___ EXTRAIT FOURNI ___

Témoignage de Bernard, 70 ans
Mon trouble obsessionnel compulsif (TOC) a commencé, comme souvent, entre l’enfance et l’adolescence, avec des symptômes classiques : peur de la mort des parents, blasphèmes et contrition immédiate (à une époque où l’on était censé être croyant), hypochondrie et dysmorphophobie, phobie sociale. Plus significatif : je regardais compulsivement derrière les portes en comptant 1, 2, 3.
Je suis de l’époque de la domination freudienne du tout-psychologique et du tout-social qui a fait d’énormes dégâts. Premier dégât : un psychiatre freudien muet sur son fauteuil. Deuxième errance : plusieurs psychanalystes autoproclamés dont l’un dormait pendant la séance. Troisième étape : une psychanalyste authentique de l’école freudienne avec laquelle j’avais des compulsions sur le divan. En résumé, beaucoup d’argent et de temps pour rien. La rumination analytique sur la pseudo-cause infantile de mon trouble ajoutait de la compulsion à la compulsion.

___ DONNÉES D'ENTRÉE ___

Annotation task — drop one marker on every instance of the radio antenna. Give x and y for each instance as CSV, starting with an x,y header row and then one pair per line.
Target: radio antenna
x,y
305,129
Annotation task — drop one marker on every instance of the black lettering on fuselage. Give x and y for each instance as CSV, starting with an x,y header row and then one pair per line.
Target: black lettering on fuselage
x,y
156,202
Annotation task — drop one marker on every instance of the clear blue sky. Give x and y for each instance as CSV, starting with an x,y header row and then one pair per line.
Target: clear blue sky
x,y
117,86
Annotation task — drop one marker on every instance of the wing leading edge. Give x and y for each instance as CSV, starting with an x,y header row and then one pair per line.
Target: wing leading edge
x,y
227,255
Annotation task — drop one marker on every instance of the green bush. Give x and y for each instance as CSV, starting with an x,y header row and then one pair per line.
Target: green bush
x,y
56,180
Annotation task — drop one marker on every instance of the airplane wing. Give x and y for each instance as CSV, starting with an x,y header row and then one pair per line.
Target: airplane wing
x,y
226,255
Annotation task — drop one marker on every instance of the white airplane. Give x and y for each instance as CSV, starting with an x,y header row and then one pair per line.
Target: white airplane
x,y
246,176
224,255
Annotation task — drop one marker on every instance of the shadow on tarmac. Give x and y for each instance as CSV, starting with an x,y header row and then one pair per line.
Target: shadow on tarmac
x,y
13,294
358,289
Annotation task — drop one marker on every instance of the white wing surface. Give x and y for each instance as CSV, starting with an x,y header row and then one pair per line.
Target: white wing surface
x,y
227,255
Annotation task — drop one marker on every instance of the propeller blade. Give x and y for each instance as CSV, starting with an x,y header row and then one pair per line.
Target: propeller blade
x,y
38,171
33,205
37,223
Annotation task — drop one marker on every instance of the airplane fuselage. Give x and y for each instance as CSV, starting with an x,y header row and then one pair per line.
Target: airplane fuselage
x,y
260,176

___

* _QUESTIONS_
(a) Recopiez le passage du témoignage de Bernard qui va de « Je suis de l’époque » jusqu'à « à la compulsion. ».
(b) Dites si chaque affirmation concorde avec le témoignage de Bernard, en répondant par oui ou non et en citant mot pour mot les termes qui tranchent : (i) le trouble de Bernard a commencé entre l'enfance et l'adolescence ; (ii) l'un des psychanalystes autoproclamés dormait pendant la séance ; (iii) le premier psychiatre consulté parlait beaucoup.
(c) Reprenez le témoignage de Bernard là où il s'arrête et poursuivez-le.
Les enregistrements forment un contenu distinct du témoignage.

* _RÉPONSES_
(a)
Je suis de l’époque de la domination freudienne du tout-psychologique et du tout-social qui a fait d’énormes dégâts. Premier dégât : un psychiatre freudien muet sur son fauteuil. Deuxième errance : plusieurs psychanalystes autoproclamés dont l’un dormait pendant la séance. Troisième étape : une psychanalyste authentique de l’école freudienne avec laquelle j’avais des compulsions sur le divan. En résumé, beaucoup d’argent et de temps pour rien. La rumination analytique sur la pseudo-cause infantile de mon trouble ajoutait de la compulsion à la compulsion.

(b)
(i) Oui : « a commencé, comme souvent, entre l’enfance et l’adolescence ».
(ii) Oui : « dont l’un dormait pendant la séance ».
(iii) Non : « un psychiatre freudien muet sur son fauteuil ».

(c)
Le TOC n’est pas un long fleuve tranquille. Tout stress l’intensifie ; seule une vie parfaitement calme peut le juguler un peu. Le stress que j’évoque n’est pas forcément un événement malheureux mais tout ce qui change la vie, un déménagement, par exemple. Parfois, on croit que le TOC a disparu, mais il est juste en sommeil, prêt à bondir. Il ne faut pas non plus négliger les comorbidités qui l’accompagnent, notamment la dépression à laquelle il peut conduire. Dans mon cas, la phobie sociale m’empêchait, gamin, d’acheter une baguette dans une boulangerie mais j’en suis venu à bout seul à l’âge adulte.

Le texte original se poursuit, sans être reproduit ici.